Which lines in the entries below contain the word "petal"? Copy each of those lines in full.

----

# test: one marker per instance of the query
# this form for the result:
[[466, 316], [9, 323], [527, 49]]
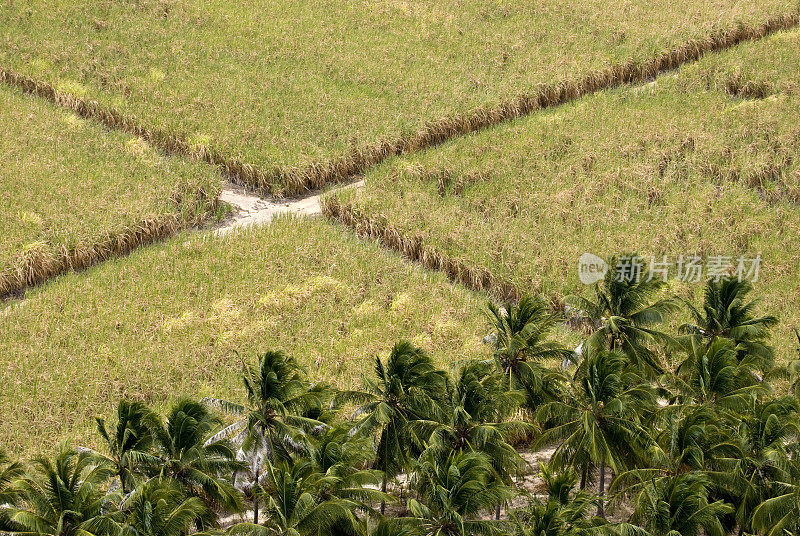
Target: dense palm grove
[[653, 433]]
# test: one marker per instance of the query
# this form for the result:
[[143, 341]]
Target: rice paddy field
[[68, 183], [682, 165], [702, 160], [288, 84], [177, 319]]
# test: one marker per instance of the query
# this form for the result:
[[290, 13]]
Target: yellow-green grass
[[669, 168], [757, 69], [167, 321], [68, 183], [294, 83]]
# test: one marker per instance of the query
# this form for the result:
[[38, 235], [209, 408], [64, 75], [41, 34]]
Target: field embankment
[[167, 320], [676, 167], [76, 194], [368, 80]]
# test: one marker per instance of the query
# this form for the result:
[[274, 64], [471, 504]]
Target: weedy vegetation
[[75, 194], [169, 319], [327, 89], [668, 168]]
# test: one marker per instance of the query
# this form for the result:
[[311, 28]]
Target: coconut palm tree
[[408, 388], [479, 417], [599, 421], [521, 348], [564, 512], [185, 455], [272, 423], [338, 458], [765, 431], [713, 374], [453, 491], [726, 313], [293, 506], [159, 508], [780, 513], [625, 313], [9, 473], [64, 497], [128, 441], [679, 505]]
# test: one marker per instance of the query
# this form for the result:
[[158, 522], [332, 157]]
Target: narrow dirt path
[[251, 209]]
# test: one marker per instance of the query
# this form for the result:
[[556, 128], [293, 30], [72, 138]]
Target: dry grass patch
[[167, 320], [75, 193], [292, 94], [655, 169]]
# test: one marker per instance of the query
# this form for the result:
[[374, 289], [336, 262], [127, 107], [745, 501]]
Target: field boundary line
[[43, 262], [414, 248], [295, 180]]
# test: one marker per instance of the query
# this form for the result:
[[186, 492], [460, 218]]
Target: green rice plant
[[668, 168], [76, 194], [180, 317], [292, 95]]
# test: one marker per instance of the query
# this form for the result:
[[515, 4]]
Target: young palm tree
[[159, 508], [292, 504], [64, 497], [599, 421], [625, 313], [679, 505], [780, 513], [727, 314], [128, 441], [273, 421], [408, 388], [453, 491], [712, 374], [10, 472], [563, 513], [521, 347], [479, 417], [338, 458], [196, 465], [765, 431]]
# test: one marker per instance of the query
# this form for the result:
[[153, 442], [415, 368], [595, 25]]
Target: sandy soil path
[[250, 209]]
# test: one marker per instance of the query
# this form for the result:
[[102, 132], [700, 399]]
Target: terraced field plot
[[68, 184], [666, 169], [291, 84], [166, 321]]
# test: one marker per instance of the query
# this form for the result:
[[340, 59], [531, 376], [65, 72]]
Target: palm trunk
[[383, 489], [256, 489], [602, 488], [385, 465]]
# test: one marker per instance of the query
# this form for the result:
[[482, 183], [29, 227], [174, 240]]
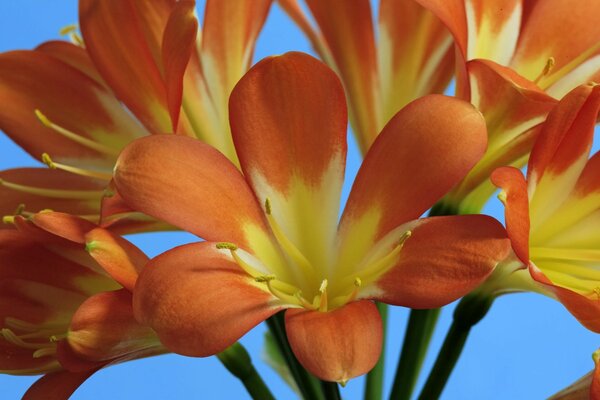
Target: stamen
[[268, 279], [10, 337], [75, 170], [323, 296], [286, 244], [380, 266], [47, 351], [547, 69], [99, 147], [53, 193]]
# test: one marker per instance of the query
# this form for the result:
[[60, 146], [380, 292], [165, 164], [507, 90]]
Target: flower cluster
[[147, 123]]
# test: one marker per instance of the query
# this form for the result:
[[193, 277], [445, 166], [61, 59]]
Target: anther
[[99, 147], [502, 197], [226, 245]]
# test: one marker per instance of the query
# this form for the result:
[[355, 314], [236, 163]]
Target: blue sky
[[527, 348]]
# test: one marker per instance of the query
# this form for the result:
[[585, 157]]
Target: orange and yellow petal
[[36, 189], [443, 259], [199, 301], [189, 184], [124, 38], [57, 385], [288, 119], [61, 111], [411, 165], [337, 345], [516, 203], [347, 29], [103, 329]]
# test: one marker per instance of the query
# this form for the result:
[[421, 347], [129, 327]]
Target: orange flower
[[64, 313], [136, 70], [407, 55], [288, 119], [515, 58], [552, 216]]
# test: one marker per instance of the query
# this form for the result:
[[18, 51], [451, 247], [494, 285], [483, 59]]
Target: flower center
[[314, 288]]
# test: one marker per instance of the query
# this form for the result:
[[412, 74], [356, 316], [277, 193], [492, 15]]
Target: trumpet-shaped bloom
[[514, 59], [137, 69], [66, 312], [552, 216], [408, 54], [272, 236]]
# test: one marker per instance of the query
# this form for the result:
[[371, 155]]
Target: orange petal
[[337, 345], [58, 385], [103, 329], [291, 142], [585, 309], [68, 98], [416, 56], [567, 134], [178, 43], [516, 204], [512, 107], [543, 36], [198, 300], [60, 191], [73, 55], [444, 259], [209, 198], [415, 160], [347, 29], [120, 258], [64, 225], [297, 130], [123, 39]]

----

▶ _Exercise response_
Target: orange and yellow petal
Target: orange petal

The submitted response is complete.